The data START

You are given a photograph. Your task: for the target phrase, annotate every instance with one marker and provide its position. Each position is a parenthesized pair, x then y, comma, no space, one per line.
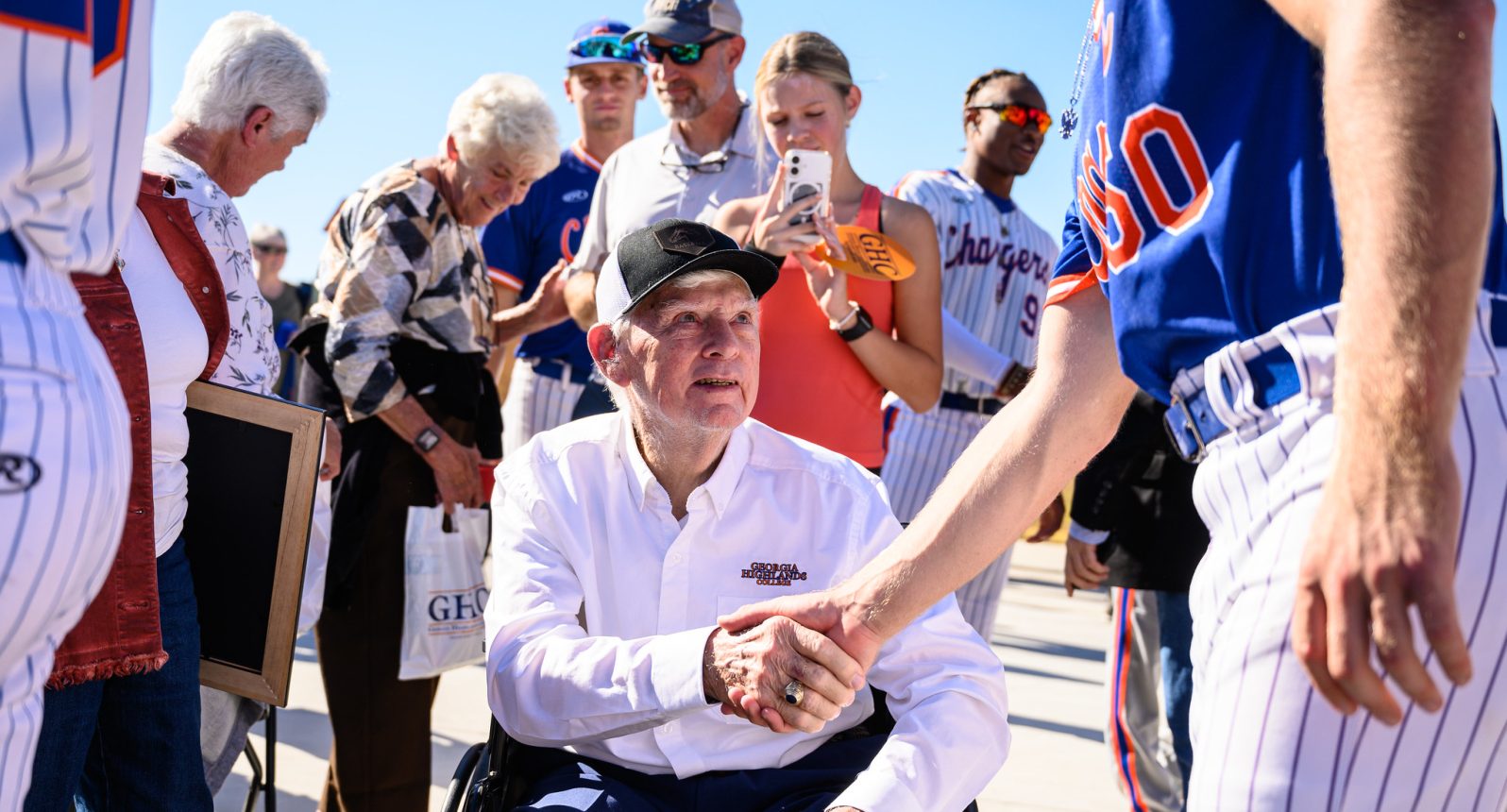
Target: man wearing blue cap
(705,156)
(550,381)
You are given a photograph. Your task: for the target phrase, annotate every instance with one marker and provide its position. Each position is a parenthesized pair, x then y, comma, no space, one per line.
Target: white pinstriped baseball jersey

The data END

**About this exercise:**
Write the data above out again exactly, every line of it, and exclude the pictures.

**Answer section:**
You are given a photograph. Your task: for the target phrase, annotate every instance with one marker and provide its position. Each position is a parenthesized pair, x then y, comma, no space, one per line.
Target: man wearing blue cap
(705,156)
(550,381)
You are given a photograph. Your task: for the target phrase, annotate every instance with one marker and provide its position. Each position is a parenthesized pair, x then y, comma, no space, one per line.
Target: white pinstriped baseball jersey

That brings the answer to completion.